**About this task**
Nothing but an exact copy is wanted here: the line with "Query: white wall" and all the lines that follow it in the entries below.
.....
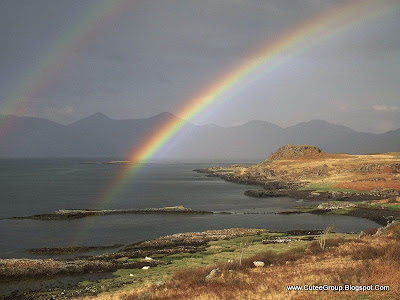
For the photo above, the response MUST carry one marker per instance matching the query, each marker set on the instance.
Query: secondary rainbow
(38, 79)
(268, 57)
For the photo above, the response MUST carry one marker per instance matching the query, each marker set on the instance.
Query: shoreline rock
(66, 214)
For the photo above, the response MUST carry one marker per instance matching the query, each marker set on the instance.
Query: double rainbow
(267, 58)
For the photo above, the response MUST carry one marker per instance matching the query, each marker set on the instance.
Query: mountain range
(101, 136)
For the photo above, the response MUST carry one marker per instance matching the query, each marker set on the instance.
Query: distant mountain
(99, 135)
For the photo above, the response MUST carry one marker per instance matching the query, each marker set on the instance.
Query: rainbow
(267, 58)
(38, 79)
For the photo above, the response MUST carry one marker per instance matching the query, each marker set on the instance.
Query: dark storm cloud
(157, 54)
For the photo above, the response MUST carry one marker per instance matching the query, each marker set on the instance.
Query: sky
(152, 56)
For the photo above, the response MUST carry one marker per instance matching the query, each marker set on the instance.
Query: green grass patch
(326, 187)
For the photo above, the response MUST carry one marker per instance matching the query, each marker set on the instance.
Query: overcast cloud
(157, 54)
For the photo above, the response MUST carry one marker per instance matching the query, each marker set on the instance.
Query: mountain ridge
(99, 135)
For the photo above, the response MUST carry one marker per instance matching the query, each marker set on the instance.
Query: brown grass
(368, 185)
(371, 260)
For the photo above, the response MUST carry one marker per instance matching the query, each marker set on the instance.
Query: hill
(101, 136)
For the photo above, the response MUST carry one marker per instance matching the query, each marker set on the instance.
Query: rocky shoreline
(66, 214)
(70, 249)
(297, 190)
(132, 256)
(145, 255)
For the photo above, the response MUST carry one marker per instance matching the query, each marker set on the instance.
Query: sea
(38, 186)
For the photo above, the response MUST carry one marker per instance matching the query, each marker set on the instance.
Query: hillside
(307, 171)
(101, 136)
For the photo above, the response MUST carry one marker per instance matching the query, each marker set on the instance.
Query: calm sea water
(35, 186)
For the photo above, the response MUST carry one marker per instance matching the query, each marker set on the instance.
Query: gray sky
(156, 54)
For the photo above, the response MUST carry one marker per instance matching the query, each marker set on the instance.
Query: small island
(66, 214)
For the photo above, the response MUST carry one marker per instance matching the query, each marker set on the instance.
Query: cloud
(386, 108)
(63, 111)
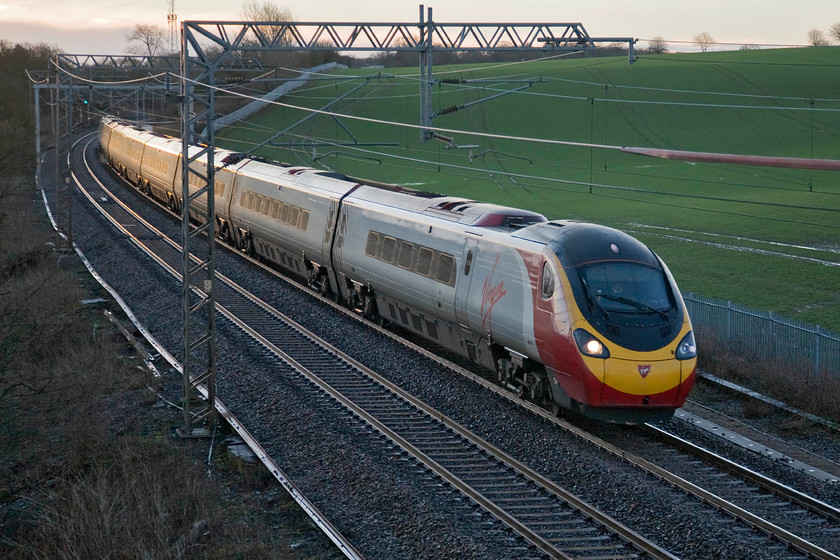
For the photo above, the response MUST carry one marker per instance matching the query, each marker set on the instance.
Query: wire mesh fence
(763, 335)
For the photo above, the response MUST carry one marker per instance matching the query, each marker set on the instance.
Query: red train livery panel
(567, 314)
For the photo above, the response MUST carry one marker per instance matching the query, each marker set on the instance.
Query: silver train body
(503, 287)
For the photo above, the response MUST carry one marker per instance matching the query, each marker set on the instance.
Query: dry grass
(817, 393)
(86, 466)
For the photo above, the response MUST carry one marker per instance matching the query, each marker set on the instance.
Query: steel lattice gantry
(207, 46)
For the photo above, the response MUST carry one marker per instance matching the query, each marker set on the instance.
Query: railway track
(551, 519)
(462, 460)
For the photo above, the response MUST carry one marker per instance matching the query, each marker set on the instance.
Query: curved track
(547, 516)
(812, 537)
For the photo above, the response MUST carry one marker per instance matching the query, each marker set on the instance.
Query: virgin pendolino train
(569, 315)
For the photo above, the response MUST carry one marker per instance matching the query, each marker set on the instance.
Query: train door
(464, 281)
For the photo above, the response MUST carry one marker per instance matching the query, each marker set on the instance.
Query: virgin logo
(490, 294)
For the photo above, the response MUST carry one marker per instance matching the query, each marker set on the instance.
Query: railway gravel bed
(413, 519)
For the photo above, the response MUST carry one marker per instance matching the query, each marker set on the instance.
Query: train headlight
(687, 348)
(590, 346)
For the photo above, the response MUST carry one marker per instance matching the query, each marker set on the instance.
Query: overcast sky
(101, 26)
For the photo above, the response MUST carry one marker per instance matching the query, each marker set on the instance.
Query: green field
(761, 236)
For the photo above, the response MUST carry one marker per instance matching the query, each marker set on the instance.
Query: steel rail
(622, 532)
(756, 521)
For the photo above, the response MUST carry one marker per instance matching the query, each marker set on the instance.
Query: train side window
(388, 247)
(406, 252)
(424, 261)
(372, 247)
(468, 263)
(547, 289)
(446, 263)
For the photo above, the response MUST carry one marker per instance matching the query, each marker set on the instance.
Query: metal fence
(763, 335)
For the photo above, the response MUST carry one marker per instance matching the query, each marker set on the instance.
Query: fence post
(729, 321)
(818, 349)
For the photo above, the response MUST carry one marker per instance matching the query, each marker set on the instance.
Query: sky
(102, 26)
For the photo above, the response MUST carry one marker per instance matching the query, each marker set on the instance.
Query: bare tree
(146, 40)
(834, 31)
(817, 38)
(657, 45)
(703, 40)
(267, 11)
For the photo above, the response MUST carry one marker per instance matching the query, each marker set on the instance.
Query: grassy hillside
(765, 237)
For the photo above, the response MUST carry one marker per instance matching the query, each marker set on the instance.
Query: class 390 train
(570, 315)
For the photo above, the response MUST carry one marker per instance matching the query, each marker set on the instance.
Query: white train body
(495, 284)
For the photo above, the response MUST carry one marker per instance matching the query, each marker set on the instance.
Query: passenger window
(424, 261)
(444, 269)
(388, 249)
(406, 252)
(468, 264)
(547, 282)
(372, 247)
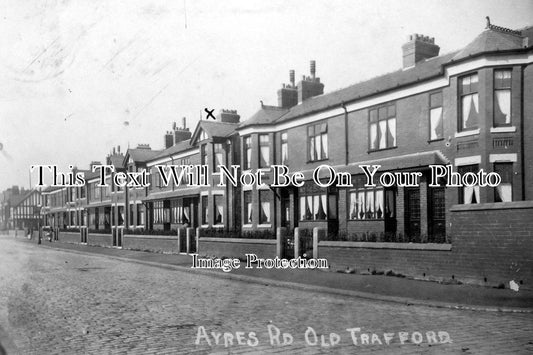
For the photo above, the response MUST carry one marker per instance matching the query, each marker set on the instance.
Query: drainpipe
(346, 155)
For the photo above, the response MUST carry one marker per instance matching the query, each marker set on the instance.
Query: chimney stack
(418, 48)
(310, 86)
(229, 116)
(181, 133)
(169, 139)
(288, 94)
(291, 77)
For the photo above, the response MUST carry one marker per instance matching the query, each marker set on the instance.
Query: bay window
(468, 194)
(248, 213)
(247, 150)
(265, 197)
(219, 210)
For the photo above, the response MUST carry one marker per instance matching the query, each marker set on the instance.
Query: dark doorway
(412, 212)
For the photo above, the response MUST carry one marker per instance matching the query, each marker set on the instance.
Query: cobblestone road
(59, 302)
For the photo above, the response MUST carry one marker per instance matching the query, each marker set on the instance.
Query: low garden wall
(491, 244)
(69, 237)
(154, 243)
(97, 239)
(237, 247)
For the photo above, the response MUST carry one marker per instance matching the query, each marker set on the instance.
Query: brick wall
(102, 240)
(69, 237)
(491, 244)
(237, 248)
(155, 243)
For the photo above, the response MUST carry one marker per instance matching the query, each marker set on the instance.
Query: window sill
(505, 129)
(317, 160)
(380, 150)
(472, 132)
(435, 140)
(368, 220)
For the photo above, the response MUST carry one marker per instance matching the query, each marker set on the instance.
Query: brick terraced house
(471, 109)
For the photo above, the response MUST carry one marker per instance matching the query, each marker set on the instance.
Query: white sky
(72, 72)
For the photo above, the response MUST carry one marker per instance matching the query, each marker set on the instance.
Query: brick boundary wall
(69, 237)
(237, 247)
(97, 239)
(491, 244)
(154, 243)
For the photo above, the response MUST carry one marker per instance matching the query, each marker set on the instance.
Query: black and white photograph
(259, 177)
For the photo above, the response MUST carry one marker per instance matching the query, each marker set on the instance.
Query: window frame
(431, 108)
(495, 89)
(371, 122)
(511, 173)
(284, 145)
(461, 94)
(247, 152)
(317, 132)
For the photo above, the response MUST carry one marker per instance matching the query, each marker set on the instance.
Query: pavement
(374, 287)
(55, 300)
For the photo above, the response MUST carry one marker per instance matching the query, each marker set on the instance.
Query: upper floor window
(502, 98)
(382, 127)
(219, 154)
(247, 152)
(504, 191)
(264, 150)
(284, 148)
(435, 116)
(203, 154)
(468, 194)
(317, 141)
(469, 102)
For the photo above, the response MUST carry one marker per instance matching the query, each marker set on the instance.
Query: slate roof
(218, 129)
(267, 114)
(176, 148)
(493, 39)
(142, 155)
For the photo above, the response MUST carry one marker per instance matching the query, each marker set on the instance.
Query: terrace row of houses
(472, 109)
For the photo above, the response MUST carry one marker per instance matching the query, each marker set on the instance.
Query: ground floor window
(369, 203)
(313, 203)
(140, 215)
(504, 191)
(248, 212)
(158, 212)
(205, 210)
(265, 197)
(468, 194)
(219, 210)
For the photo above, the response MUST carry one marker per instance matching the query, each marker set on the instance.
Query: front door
(412, 212)
(436, 215)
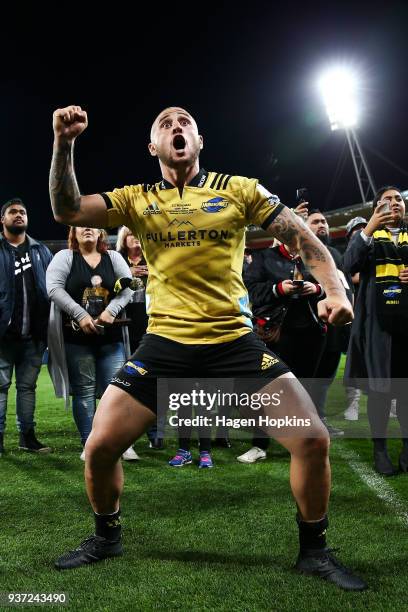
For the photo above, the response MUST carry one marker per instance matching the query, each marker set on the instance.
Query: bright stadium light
(339, 90)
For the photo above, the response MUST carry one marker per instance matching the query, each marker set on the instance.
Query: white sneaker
(254, 454)
(130, 455)
(351, 414)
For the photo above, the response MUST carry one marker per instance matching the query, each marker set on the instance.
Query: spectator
(86, 346)
(277, 282)
(24, 310)
(377, 352)
(353, 395)
(336, 336)
(130, 249)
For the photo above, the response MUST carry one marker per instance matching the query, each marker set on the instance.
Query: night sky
(248, 75)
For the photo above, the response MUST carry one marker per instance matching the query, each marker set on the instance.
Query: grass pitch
(221, 539)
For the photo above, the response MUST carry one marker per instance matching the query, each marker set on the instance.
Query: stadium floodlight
(339, 89)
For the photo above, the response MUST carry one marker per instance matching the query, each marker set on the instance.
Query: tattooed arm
(291, 230)
(68, 205)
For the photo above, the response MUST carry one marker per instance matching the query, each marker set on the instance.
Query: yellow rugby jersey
(194, 247)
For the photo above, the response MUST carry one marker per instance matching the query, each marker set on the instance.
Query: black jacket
(40, 257)
(368, 364)
(269, 267)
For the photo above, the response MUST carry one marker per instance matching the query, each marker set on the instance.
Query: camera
(302, 195)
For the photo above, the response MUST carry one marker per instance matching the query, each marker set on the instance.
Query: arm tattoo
(291, 230)
(64, 191)
(284, 228)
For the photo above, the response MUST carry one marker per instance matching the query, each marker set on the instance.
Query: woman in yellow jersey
(377, 356)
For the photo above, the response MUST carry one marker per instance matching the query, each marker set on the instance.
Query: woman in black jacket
(277, 282)
(377, 358)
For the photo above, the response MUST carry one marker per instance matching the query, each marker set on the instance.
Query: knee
(316, 447)
(26, 386)
(100, 452)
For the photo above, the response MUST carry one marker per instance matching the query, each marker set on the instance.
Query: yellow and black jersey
(194, 246)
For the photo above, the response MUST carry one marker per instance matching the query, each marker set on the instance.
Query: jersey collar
(198, 181)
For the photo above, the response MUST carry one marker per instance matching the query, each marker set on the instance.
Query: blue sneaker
(205, 460)
(181, 458)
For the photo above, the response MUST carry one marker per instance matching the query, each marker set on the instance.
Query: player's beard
(167, 159)
(16, 230)
(325, 238)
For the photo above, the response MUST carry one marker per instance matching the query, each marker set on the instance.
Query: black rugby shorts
(158, 357)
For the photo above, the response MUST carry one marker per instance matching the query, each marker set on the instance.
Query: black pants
(301, 351)
(378, 405)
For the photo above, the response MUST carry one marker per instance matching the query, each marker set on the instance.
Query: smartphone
(302, 195)
(385, 205)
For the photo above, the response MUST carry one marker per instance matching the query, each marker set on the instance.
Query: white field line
(378, 485)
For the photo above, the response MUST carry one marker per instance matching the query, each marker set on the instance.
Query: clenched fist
(68, 123)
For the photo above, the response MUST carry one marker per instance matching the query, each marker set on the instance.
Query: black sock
(108, 526)
(380, 444)
(312, 535)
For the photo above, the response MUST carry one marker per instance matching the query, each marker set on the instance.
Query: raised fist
(69, 122)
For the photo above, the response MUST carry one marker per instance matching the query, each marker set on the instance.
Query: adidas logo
(268, 361)
(152, 209)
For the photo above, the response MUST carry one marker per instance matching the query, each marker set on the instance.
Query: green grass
(224, 539)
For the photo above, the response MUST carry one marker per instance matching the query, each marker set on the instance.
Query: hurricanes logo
(152, 209)
(268, 361)
(133, 367)
(392, 292)
(214, 205)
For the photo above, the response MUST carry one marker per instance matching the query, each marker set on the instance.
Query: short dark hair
(102, 244)
(10, 203)
(381, 192)
(313, 211)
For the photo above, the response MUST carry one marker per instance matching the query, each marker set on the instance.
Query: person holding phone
(130, 249)
(377, 359)
(86, 347)
(277, 278)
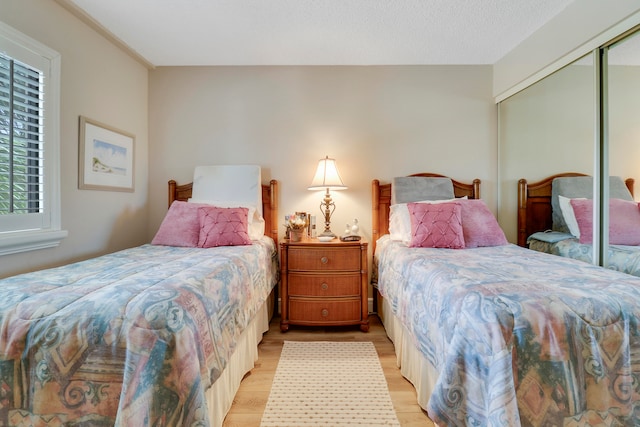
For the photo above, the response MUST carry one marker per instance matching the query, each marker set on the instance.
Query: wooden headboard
(534, 205)
(381, 201)
(269, 203)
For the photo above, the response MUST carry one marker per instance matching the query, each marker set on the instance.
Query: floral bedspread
(132, 338)
(619, 257)
(519, 337)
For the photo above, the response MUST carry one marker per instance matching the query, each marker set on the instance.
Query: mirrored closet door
(557, 125)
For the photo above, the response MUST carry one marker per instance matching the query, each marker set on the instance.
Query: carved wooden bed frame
(534, 205)
(269, 203)
(381, 201)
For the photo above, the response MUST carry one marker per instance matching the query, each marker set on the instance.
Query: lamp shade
(327, 176)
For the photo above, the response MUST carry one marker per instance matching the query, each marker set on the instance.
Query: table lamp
(327, 177)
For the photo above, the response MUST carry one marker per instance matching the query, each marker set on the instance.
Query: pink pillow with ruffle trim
(223, 227)
(479, 226)
(624, 221)
(436, 225)
(180, 226)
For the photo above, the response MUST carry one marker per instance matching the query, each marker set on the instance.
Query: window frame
(49, 233)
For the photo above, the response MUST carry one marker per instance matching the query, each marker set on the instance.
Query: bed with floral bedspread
(132, 338)
(517, 337)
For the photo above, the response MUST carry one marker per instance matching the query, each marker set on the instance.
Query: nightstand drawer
(315, 285)
(309, 311)
(324, 258)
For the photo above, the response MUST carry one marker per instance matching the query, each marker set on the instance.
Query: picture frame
(105, 157)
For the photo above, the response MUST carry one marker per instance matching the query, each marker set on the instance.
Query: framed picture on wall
(106, 159)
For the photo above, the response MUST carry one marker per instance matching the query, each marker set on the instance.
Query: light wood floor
(251, 399)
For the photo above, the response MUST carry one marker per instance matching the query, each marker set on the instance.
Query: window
(29, 144)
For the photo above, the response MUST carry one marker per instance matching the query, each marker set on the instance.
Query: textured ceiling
(320, 32)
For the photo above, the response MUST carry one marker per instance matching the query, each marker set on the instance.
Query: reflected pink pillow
(180, 226)
(436, 225)
(624, 221)
(479, 226)
(223, 227)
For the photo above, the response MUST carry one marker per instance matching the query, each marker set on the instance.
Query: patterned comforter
(619, 258)
(132, 338)
(519, 337)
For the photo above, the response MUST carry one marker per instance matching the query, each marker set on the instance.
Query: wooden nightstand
(324, 283)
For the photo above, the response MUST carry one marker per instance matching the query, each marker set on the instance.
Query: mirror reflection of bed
(495, 331)
(549, 127)
(547, 219)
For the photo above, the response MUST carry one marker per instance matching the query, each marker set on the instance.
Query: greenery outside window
(29, 144)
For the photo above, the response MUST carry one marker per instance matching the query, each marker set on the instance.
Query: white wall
(103, 83)
(378, 122)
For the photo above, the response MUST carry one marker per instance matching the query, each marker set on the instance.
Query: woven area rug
(329, 384)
.....
**Task solution**
Query: white wall
(103, 83)
(378, 122)
For the photo above, the response MUST carry one marker per instance matching the query, each marker set on the instance.
Query: woven area rug
(329, 384)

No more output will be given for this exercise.